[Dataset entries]
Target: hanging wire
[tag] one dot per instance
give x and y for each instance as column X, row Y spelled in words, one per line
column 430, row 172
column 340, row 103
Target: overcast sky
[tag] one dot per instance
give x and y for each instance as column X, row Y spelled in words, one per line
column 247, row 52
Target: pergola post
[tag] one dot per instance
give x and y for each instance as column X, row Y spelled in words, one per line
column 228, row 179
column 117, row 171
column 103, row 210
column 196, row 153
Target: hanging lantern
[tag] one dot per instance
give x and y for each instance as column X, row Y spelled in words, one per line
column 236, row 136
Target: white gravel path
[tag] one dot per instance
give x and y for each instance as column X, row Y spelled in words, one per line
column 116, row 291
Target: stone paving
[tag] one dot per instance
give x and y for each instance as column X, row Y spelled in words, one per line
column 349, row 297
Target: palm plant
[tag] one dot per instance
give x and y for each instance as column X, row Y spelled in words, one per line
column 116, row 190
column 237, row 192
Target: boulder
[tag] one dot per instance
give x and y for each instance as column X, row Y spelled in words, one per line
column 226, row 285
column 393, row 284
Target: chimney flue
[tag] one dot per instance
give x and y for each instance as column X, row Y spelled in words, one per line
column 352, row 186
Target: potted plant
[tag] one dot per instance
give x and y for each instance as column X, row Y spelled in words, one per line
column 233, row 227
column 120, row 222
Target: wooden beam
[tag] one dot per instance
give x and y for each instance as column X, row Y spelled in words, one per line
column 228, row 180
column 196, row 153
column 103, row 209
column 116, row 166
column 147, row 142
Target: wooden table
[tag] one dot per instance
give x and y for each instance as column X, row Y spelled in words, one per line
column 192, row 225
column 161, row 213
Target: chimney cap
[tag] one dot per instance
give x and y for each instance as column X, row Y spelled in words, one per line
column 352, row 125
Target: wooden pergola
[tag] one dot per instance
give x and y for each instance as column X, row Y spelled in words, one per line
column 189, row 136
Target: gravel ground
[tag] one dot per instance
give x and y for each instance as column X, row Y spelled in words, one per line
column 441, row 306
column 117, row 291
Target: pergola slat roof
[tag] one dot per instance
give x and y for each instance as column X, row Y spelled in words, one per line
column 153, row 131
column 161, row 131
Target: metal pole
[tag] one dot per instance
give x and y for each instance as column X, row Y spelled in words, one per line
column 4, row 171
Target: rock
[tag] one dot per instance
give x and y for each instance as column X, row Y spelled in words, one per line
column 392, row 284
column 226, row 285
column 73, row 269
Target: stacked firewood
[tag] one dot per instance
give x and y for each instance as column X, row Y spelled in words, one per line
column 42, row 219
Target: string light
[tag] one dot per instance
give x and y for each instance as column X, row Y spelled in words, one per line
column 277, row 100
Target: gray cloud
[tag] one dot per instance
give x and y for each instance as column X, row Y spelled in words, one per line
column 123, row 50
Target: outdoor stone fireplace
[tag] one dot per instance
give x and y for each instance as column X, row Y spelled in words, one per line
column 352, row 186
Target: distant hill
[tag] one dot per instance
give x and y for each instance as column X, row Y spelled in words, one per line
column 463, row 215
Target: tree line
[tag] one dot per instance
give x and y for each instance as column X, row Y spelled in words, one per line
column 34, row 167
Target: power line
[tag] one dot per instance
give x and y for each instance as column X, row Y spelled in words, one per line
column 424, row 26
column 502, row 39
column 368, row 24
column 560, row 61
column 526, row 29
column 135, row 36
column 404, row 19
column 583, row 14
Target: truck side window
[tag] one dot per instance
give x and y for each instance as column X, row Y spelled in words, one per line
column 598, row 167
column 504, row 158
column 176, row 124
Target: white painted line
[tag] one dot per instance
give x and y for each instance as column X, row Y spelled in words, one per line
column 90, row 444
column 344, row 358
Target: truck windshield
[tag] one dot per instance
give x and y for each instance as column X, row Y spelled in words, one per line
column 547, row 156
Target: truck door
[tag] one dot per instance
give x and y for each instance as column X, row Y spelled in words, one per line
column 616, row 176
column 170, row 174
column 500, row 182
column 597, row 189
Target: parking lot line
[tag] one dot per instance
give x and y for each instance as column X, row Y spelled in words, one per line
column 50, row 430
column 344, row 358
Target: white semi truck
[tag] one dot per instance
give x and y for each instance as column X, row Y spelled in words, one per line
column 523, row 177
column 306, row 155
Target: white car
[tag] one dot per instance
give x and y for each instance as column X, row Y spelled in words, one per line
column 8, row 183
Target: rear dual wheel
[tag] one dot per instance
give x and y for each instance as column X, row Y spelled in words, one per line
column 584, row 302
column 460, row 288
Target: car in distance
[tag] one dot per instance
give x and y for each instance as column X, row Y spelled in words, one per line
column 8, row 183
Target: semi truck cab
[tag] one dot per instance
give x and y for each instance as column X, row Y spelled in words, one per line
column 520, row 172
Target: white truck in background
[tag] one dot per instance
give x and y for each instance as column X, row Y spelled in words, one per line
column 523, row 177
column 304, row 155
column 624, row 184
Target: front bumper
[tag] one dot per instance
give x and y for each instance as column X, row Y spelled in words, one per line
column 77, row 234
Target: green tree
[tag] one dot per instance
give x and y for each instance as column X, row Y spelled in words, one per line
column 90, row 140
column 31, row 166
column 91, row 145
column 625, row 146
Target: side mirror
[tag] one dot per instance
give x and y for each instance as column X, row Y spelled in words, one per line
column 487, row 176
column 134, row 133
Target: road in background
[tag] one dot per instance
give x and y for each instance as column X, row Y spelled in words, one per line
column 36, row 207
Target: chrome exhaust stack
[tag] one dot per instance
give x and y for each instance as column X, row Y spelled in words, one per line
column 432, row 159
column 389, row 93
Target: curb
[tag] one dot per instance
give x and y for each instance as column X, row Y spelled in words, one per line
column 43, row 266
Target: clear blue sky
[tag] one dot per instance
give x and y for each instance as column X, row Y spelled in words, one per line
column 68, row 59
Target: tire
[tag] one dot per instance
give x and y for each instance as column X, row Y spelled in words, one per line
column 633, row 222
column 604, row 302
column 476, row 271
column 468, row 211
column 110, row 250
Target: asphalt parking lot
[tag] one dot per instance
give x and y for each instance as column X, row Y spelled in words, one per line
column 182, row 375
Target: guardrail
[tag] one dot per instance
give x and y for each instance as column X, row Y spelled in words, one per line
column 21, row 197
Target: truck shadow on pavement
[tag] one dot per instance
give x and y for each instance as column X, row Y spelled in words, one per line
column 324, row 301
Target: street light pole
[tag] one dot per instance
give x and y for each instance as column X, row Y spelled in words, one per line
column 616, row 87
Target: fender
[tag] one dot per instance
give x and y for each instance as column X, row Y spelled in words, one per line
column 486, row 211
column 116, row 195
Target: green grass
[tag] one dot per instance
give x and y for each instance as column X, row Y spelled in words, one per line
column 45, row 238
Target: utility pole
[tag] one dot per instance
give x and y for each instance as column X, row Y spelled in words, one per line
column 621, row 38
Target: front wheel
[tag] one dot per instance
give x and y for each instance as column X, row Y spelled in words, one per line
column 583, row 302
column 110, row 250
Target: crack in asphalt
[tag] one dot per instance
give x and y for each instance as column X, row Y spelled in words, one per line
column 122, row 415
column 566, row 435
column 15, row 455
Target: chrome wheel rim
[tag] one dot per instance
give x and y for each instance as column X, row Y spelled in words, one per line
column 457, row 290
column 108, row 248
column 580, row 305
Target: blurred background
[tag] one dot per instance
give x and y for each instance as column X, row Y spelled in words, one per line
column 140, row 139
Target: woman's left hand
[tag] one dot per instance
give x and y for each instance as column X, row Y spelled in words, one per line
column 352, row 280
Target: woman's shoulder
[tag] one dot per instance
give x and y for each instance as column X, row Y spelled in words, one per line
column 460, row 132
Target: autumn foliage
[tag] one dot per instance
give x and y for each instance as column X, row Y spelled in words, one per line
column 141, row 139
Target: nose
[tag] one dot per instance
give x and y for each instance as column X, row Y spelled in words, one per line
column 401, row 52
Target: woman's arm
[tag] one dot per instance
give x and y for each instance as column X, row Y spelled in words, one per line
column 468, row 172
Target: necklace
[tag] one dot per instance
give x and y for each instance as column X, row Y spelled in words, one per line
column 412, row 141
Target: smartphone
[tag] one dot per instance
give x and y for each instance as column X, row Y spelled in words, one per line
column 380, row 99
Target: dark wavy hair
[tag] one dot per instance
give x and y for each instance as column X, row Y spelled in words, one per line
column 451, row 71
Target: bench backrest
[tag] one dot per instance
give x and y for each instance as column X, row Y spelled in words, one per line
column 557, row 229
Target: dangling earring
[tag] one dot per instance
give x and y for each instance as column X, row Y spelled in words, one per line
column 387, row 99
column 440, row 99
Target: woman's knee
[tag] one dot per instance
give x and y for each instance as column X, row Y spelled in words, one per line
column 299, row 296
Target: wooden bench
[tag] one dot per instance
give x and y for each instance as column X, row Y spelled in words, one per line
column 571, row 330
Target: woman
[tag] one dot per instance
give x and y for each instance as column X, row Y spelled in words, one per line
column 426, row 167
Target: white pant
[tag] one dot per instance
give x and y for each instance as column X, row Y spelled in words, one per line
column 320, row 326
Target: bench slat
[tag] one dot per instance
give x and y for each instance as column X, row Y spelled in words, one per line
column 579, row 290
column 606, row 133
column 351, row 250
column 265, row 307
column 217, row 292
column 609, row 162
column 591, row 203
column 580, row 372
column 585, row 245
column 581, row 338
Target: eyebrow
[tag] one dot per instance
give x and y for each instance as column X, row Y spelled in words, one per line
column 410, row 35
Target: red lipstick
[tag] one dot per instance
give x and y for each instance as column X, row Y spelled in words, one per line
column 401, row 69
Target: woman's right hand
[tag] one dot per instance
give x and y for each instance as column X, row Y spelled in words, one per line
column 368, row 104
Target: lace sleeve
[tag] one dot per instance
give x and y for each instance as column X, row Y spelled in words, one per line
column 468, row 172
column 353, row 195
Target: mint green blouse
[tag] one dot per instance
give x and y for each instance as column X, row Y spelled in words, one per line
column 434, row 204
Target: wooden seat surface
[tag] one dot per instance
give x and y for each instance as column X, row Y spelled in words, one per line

PROBLEM — Every line from the one that has "Target: wooden seat surface" down to the last line above must be written out exactly, with both ends included and nothing else.

RESPONSE BOX —
Target: wooden seat surface
[tag] one dot per instance
give x and y for each instance as column X, row Y spelled in words, one per line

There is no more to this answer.